• YOUR GOAL: Restate word for word the lines of the listing below, from its first line through the line with "box: [647, 582, 924, 720]", without the pictures.

• THE DATA:

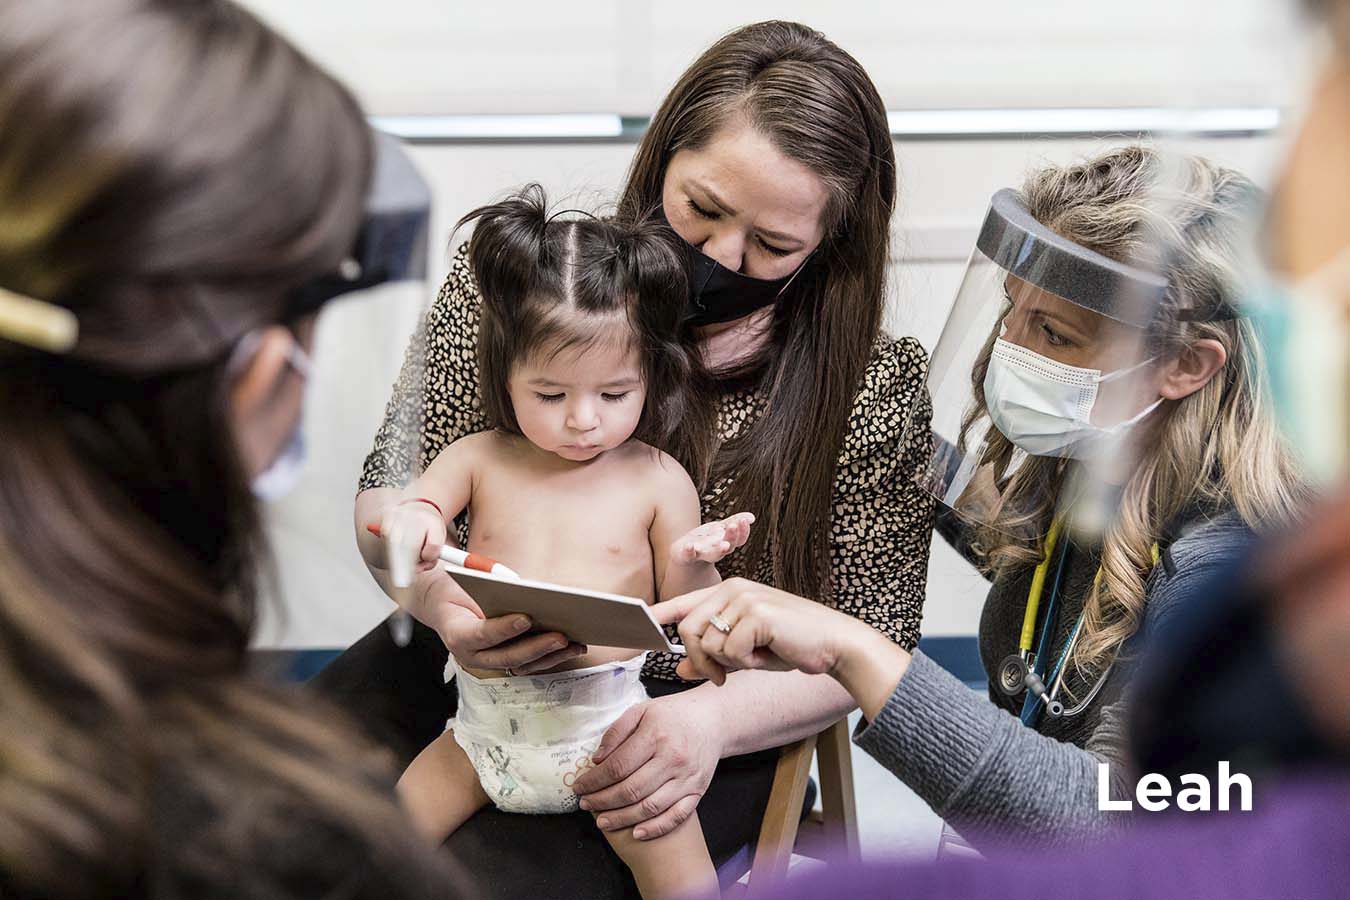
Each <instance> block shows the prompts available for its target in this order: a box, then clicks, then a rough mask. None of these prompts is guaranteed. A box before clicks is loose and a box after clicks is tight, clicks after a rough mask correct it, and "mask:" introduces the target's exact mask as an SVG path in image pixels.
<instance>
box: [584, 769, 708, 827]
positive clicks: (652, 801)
mask: <svg viewBox="0 0 1350 900" xmlns="http://www.w3.org/2000/svg"><path fill="white" fill-rule="evenodd" d="M687 793H688V787H687V785H683V784H679V783H676V781H675V780H674V779H672V780H668V781H664V783H661V784H659V785H657V789H656V791H653V792H652V793H649V795H647V796H644V797H639V799H637V800H636V801H634V803H629V804H625V806H621V807H616V808H613V810H606V811H603V812H597V814H595V824H597V826H599V830H601V831H621V830H622V828H632V827H633V826H636V824H641V823H644V822H651V820H652V819H655V818H656V816H659V815H661V814H663V812H666V811H667V810H670V808H671V807H672V806H675V804H676V803H678V801H679V800H682V799H683V797H684V796H686V795H687Z"/></svg>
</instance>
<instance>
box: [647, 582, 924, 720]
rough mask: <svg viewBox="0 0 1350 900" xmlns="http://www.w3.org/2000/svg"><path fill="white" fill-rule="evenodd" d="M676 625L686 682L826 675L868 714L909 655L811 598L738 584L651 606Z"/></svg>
mask: <svg viewBox="0 0 1350 900" xmlns="http://www.w3.org/2000/svg"><path fill="white" fill-rule="evenodd" d="M652 615H653V617H655V618H656V621H657V622H660V623H663V625H674V623H679V634H680V638H682V640H683V641H684V650H686V653H687V658H686V660H684V661H683V663H680V664H679V669H678V672H679V675H680V676H682V677H686V679H709V680H711V681H713V683H715V684H722V683H725V681H726V673H728V672H732V671H736V669H779V671H783V669H799V671H802V672H807V673H810V675H822V673H823V675H830V676H833V677H834V679H836V680H837V681H840V683H841V684H842V685H844V687H845V688H846V690H848V691H849V692H850V694H852V695H853V698H855V699H856V700H857V702H859V706H861V707H863V711H864V714H868V715H872V714H875V712H876V711H877V710H880V708H882V706H883V704H884V703H886V699H887V698H888V696H890V695H891V692H892V691H894V690H895V685H896V684H898V683H899V680H900V676H902V675H903V673H904V669H906V668H907V667H909V663H910V654H909V653H907V652H906V650H904V649H903V648H900V646H899V645H896V644H894V642H892V641H891V640H890V638H887V637H886V636H884V634H882V633H880V631H877V630H875V629H873V627H871V626H869V625H865V623H864V622H861V621H859V619H856V618H853V617H852V615H848V614H846V613H840V611H838V610H833V609H830V607H828V606H823V604H822V603H817V602H815V600H809V599H806V598H801V596H795V595H792V594H788V592H786V591H780V590H778V588H772V587H767V586H764V584H756V583H755V582H748V580H745V579H730V580H728V582H724V583H722V584H718V586H717V587H710V588H705V590H701V591H693V592H690V594H686V595H683V596H678V598H675V599H672V600H667V602H664V603H657V604H656V606H653V607H652Z"/></svg>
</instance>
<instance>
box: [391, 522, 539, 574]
mask: <svg viewBox="0 0 1350 900" xmlns="http://www.w3.org/2000/svg"><path fill="white" fill-rule="evenodd" d="M366 530H367V532H370V533H371V534H374V536H375V537H381V534H379V525H367V526H366ZM437 556H440V559H443V560H444V561H447V563H450V564H451V565H458V567H460V568H466V569H477V571H479V572H489V573H490V575H499V576H502V578H513V579H516V580H520V575H518V573H516V572H514V571H513V569H509V568H506V567H505V565H502V564H501V563H498V561H497V560H494V559H489V557H486V556H483V555H481V553H468V552H466V551H462V549H459V548H458V546H451V545H450V544H441V545H440V552H439V553H437Z"/></svg>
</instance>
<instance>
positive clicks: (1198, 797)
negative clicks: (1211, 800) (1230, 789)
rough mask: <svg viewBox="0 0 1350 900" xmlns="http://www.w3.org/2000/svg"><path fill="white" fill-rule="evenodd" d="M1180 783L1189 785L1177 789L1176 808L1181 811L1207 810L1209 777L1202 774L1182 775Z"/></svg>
mask: <svg viewBox="0 0 1350 900" xmlns="http://www.w3.org/2000/svg"><path fill="white" fill-rule="evenodd" d="M1181 784H1188V785H1191V787H1188V788H1181V789H1180V791H1177V810H1181V811H1183V812H1208V811H1210V779H1207V777H1204V776H1203V775H1183V776H1181Z"/></svg>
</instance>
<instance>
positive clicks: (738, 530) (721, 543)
mask: <svg viewBox="0 0 1350 900" xmlns="http://www.w3.org/2000/svg"><path fill="white" fill-rule="evenodd" d="M753 524H755V515H753V514H752V513H737V514H736V515H732V517H729V518H724V519H722V521H720V522H703V524H702V525H699V526H698V528H695V529H694V530H691V532H690V533H688V534H686V536H684V537H682V538H679V540H678V541H675V542H674V544H671V560H672V561H675V563H683V564H686V565H687V564H691V563H721V561H722V560H724V559H725V557H726V556H728V555H729V553H730V552H732V551H734V549H736V548H738V546H742V545H744V544H745V541H748V540H749V537H751V525H753Z"/></svg>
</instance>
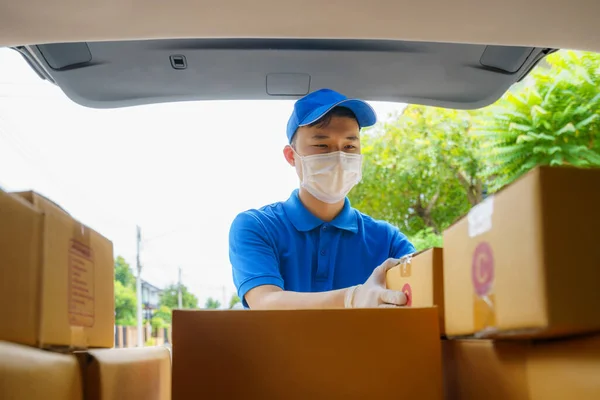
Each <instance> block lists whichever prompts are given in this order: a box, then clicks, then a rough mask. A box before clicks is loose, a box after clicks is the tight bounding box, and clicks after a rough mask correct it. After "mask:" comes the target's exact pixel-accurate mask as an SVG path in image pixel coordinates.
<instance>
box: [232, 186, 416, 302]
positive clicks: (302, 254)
mask: <svg viewBox="0 0 600 400" xmlns="http://www.w3.org/2000/svg"><path fill="white" fill-rule="evenodd" d="M414 251H415V248H414V247H413V245H412V244H411V243H410V242H409V241H408V239H407V238H406V236H404V235H403V234H402V233H401V232H400V231H399V230H398V228H396V227H394V226H393V225H390V224H389V223H387V222H384V221H378V220H375V219H373V218H371V217H369V216H368V215H365V214H363V213H361V212H359V211H358V210H356V209H354V208H352V207H351V206H350V201H349V200H348V199H346V201H345V203H344V208H343V209H342V211H341V212H340V214H338V216H337V217H336V218H335V219H334V220H333V221H331V222H324V221H322V220H320V219H319V218H317V217H315V216H314V215H313V214H311V213H310V211H308V210H307V209H306V208H305V207H304V205H303V204H302V202H301V201H300V198H299V197H298V190H295V191H294V192H293V193H292V195H291V197H290V198H289V199H288V200H287V201H286V202H279V203H275V204H271V205H268V206H265V207H263V208H261V209H259V210H249V211H245V212H243V213H241V214H239V215H238V216H237V217H236V218H235V220H234V221H233V223H232V225H231V229H230V232H229V259H230V261H231V265H232V268H233V281H234V283H235V286H236V287H237V289H238V295H239V296H240V298H241V299H243V301H244V305H245V306H247V303H246V301H245V300H244V296H245V295H246V293H247V292H248V291H249V290H251V289H253V288H255V287H257V286H261V285H275V286H279V287H280V288H282V289H283V290H290V291H295V292H323V291H328V290H335V289H343V288H346V287H350V286H353V285H357V284H360V283H364V282H365V281H366V280H367V279H368V278H369V276H370V275H371V273H372V272H373V270H374V269H375V267H377V266H378V265H380V264H381V263H383V262H384V261H385V260H386V259H387V258H390V257H394V258H400V257H402V256H404V255H406V254H408V253H412V252H414Z"/></svg>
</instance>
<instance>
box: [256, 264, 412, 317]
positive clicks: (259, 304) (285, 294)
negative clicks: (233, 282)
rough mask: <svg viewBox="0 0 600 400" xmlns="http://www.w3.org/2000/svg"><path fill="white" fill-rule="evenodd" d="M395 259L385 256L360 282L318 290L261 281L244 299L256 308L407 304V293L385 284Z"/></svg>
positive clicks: (394, 265)
mask: <svg viewBox="0 0 600 400" xmlns="http://www.w3.org/2000/svg"><path fill="white" fill-rule="evenodd" d="M398 261H399V260H397V259H394V258H389V259H387V260H386V261H385V262H384V263H383V264H381V265H380V266H378V267H377V268H375V270H373V273H372V274H371V276H370V277H369V279H367V281H366V282H365V283H363V284H362V285H357V286H352V287H350V288H347V289H340V290H332V291H329V292H319V293H298V292H289V291H284V290H282V289H281V288H279V287H277V286H273V285H262V286H257V287H255V288H253V289H251V290H249V291H248V292H247V293H246V296H245V298H246V302H247V303H248V305H249V306H250V308H252V309H258V310H261V309H262V310H272V309H280V310H281V309H283V310H285V309H307V308H312V309H319V308H344V307H345V308H372V307H398V306H403V305H405V304H406V295H405V294H404V293H403V292H397V291H395V290H389V289H386V287H385V276H386V273H387V271H389V270H390V269H391V268H393V267H394V266H396V265H398Z"/></svg>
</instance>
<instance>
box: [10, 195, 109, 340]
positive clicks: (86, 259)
mask: <svg viewBox="0 0 600 400" xmlns="http://www.w3.org/2000/svg"><path fill="white" fill-rule="evenodd" d="M0 285H1V290H0V304H7V305H8V304H10V307H8V306H7V307H5V312H6V313H8V315H7V316H6V318H3V319H2V320H1V321H0V339H3V340H8V341H11V342H18V343H22V344H27V345H32V346H38V347H44V348H49V347H63V346H66V347H73V348H87V347H112V345H113V342H114V261H113V249H112V243H111V242H110V241H108V240H107V239H105V238H104V237H102V236H101V235H99V234H98V233H96V232H95V231H93V230H92V229H90V228H88V227H86V226H85V225H82V224H81V223H79V222H78V221H76V220H74V219H73V218H72V217H71V216H69V214H67V213H66V212H65V211H64V210H62V209H61V208H60V207H58V206H57V205H55V204H54V203H52V202H51V201H49V200H47V199H45V198H44V197H42V196H40V195H38V194H35V193H33V192H26V193H19V194H18V195H15V194H9V193H5V192H0Z"/></svg>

• RESPONSE TO THE TASK:
Each <instance> block shows the prompts available for its target in this order: a box, then clicks, then a rough mask. None of these prompts is guaranteed. A box before clicks is loose and a box after clicks is tight, clicks after a rough mask correct it, and "mask:" introduces the target's exact mask as an SVG path in image pixels.
<instance>
box: [584, 769, 708, 827]
positive clicks: (652, 801)
mask: <svg viewBox="0 0 1350 900" xmlns="http://www.w3.org/2000/svg"><path fill="white" fill-rule="evenodd" d="M687 793H688V787H687V785H683V784H679V783H676V781H675V780H674V779H672V780H668V781H664V783H661V784H659V785H657V789H656V791H653V792H652V793H649V795H647V796H644V797H639V799H637V800H636V801H634V803H629V804H625V806H621V807H616V808H613V810H606V811H603V812H597V814H595V824H597V826H599V830H601V831H621V830H622V828H632V827H633V826H636V824H641V823H644V822H651V820H652V819H655V818H656V816H659V815H661V814H663V812H666V811H667V810H670V808H671V807H672V806H675V804H676V803H678V801H679V800H682V799H683V797H684V796H686V795H687Z"/></svg>
</instance>
<instance>
box: [647, 582, 924, 720]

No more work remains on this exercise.